▶ [WORK TO BE COMPLETED]
Pick out every line in the items that contains the word "fluffy", copying each one in full. Case counts.

[Location annotation dataset excerpts]

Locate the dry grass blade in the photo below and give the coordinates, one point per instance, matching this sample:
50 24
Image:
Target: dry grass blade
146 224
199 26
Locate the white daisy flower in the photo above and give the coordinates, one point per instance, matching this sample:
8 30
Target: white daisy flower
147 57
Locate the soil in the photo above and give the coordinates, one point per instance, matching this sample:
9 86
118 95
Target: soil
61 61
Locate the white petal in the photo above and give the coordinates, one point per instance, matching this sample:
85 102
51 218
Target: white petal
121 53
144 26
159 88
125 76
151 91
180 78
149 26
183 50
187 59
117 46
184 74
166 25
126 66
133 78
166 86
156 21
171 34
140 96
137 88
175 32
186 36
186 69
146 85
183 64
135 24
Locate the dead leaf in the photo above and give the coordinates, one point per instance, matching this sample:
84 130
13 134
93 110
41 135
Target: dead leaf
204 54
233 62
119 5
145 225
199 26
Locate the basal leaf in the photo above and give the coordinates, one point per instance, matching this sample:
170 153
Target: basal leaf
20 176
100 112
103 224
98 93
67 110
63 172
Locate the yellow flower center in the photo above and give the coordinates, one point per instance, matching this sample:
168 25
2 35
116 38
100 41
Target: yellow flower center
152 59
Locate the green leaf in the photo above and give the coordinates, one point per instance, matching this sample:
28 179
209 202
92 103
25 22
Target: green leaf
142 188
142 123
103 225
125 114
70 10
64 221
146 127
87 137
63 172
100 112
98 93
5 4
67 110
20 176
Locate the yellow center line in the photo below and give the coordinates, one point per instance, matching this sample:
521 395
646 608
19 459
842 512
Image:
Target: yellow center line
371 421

--

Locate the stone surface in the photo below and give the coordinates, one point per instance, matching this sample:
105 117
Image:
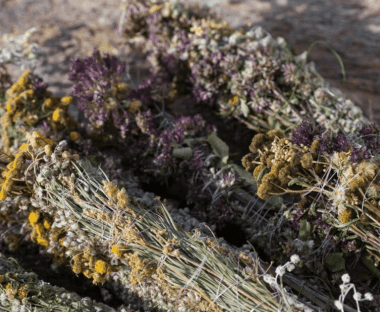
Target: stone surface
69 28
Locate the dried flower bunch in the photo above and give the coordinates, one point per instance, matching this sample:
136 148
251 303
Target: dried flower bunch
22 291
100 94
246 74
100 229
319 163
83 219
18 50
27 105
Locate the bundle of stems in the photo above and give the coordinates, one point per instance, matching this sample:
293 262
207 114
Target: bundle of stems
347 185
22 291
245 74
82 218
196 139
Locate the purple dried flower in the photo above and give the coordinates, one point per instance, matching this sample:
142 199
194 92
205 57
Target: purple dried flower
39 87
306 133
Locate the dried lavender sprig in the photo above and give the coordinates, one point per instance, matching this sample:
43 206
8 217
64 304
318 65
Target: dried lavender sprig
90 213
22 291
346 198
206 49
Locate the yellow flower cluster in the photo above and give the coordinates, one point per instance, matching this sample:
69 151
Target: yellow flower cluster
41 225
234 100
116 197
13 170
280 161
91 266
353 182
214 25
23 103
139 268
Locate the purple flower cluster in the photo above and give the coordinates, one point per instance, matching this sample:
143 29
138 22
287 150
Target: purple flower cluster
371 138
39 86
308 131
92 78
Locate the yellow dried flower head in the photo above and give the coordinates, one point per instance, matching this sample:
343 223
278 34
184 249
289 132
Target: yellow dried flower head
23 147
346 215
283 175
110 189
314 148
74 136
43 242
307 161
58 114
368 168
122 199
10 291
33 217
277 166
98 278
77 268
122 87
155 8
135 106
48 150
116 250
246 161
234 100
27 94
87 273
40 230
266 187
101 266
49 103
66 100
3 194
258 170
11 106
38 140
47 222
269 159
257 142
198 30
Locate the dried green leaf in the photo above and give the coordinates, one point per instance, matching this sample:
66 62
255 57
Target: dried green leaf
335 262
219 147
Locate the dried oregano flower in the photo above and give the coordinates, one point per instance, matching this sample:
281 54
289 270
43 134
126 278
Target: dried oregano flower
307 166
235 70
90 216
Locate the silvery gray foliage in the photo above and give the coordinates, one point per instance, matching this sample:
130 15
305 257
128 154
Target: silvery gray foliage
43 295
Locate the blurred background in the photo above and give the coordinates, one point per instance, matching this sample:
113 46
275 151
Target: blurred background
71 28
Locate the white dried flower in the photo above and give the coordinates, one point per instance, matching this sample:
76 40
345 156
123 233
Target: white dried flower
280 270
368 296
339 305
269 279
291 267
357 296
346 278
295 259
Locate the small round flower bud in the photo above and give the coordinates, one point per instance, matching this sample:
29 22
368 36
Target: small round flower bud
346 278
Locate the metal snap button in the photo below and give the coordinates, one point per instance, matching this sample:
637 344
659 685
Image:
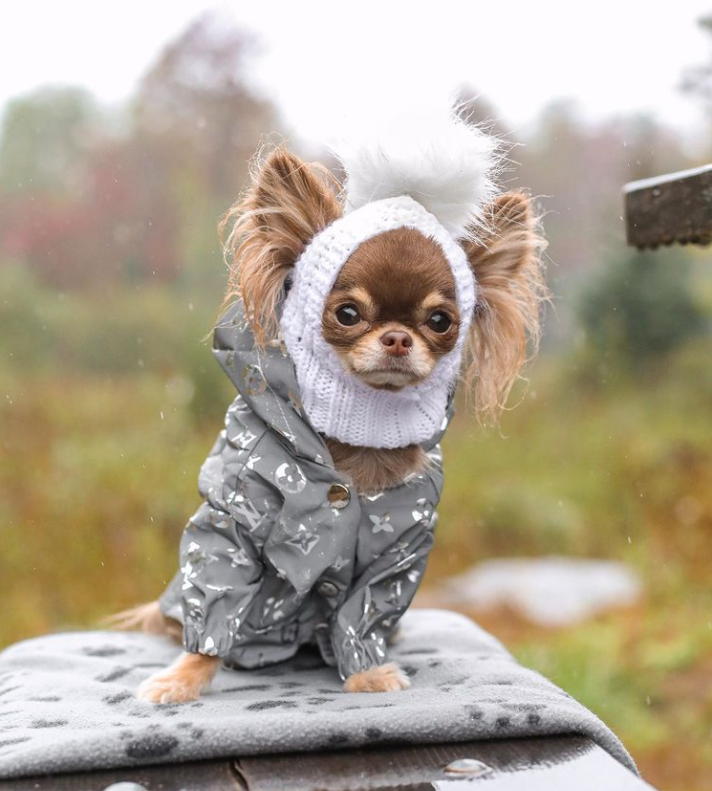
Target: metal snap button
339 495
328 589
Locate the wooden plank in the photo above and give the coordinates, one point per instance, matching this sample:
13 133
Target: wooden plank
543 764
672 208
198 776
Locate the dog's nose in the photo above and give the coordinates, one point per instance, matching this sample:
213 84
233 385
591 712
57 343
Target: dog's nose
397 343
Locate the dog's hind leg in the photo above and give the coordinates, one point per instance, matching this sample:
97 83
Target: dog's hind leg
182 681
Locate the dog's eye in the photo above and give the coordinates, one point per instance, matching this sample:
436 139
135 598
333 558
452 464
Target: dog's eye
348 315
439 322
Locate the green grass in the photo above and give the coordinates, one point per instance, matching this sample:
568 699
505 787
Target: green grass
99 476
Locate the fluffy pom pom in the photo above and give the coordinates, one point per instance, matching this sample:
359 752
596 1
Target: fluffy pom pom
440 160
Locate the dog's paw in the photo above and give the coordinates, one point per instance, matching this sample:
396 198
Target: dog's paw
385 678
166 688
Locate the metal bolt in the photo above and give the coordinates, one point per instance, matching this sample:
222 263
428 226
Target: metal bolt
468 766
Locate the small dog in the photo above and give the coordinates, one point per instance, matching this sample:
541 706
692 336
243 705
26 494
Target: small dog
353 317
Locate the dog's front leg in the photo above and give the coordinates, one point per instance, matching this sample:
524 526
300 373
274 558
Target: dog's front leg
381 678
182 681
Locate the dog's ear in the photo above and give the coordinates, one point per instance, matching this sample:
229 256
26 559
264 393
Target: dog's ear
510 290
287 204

▶ [SOLUTION TO THE PROBLEM]
Locate the fluffy pom pom in the photo above and give the coordinates, one point per instance, matching this sample:
Target: fluffy pom pom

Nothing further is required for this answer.